**Task:** Rewrite the lines of the data below as a numbered list, from the line with "green flower stem?" through the end of the data, leaving out blank lines.

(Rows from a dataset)
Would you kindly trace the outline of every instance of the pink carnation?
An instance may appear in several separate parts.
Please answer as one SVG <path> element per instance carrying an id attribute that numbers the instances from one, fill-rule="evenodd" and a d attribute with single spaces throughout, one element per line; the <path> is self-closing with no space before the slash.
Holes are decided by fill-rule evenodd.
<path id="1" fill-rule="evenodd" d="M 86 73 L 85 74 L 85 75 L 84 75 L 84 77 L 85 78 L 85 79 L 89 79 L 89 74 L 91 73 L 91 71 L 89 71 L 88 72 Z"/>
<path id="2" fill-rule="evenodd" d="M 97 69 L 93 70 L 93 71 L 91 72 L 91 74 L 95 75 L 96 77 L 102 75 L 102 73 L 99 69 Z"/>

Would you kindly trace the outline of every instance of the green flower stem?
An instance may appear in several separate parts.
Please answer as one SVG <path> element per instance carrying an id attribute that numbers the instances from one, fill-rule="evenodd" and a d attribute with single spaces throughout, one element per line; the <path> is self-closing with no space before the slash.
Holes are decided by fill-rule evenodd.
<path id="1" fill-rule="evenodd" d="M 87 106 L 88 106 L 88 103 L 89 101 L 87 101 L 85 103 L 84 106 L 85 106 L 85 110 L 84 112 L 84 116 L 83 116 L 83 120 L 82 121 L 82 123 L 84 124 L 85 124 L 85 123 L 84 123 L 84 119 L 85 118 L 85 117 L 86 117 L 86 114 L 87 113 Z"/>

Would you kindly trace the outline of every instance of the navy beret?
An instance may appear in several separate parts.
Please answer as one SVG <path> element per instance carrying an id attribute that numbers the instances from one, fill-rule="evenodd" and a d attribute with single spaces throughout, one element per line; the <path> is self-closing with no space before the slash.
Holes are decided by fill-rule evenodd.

**Reply to the task:**
1. Would you kindly trace the outline of every instance of the green flower stem?
2. An instance may appear in several separate parts.
3. Please answer as one SVG <path> element per instance carrying an id attribute that numbers the instances from one, fill-rule="evenodd" and a d attribute with single spaces throughout, one element per line; the <path> is self-closing with no space before the slash.
4. Holes are decided by fill-rule evenodd.
5. <path id="1" fill-rule="evenodd" d="M 87 106 L 88 106 L 88 103 L 89 101 L 87 101 L 85 103 L 84 106 L 85 106 L 85 110 L 84 112 L 84 116 L 83 116 L 83 120 L 82 121 L 82 123 L 84 124 L 85 124 L 85 123 L 84 123 L 84 119 L 85 118 L 85 117 L 86 117 L 86 114 L 87 113 Z"/>
6. Would you kindly trace the outline of every instance of the navy beret?
7. An instance may appear in several separate parts.
8. Please answer as one SVG <path> element per instance carrying an id attribute that numbers the instances from one, fill-rule="evenodd" and a d attribute with single spaces throughout, one element per line; the <path> is self-closing with no space before the slash.
9. Holes are decided by fill-rule evenodd.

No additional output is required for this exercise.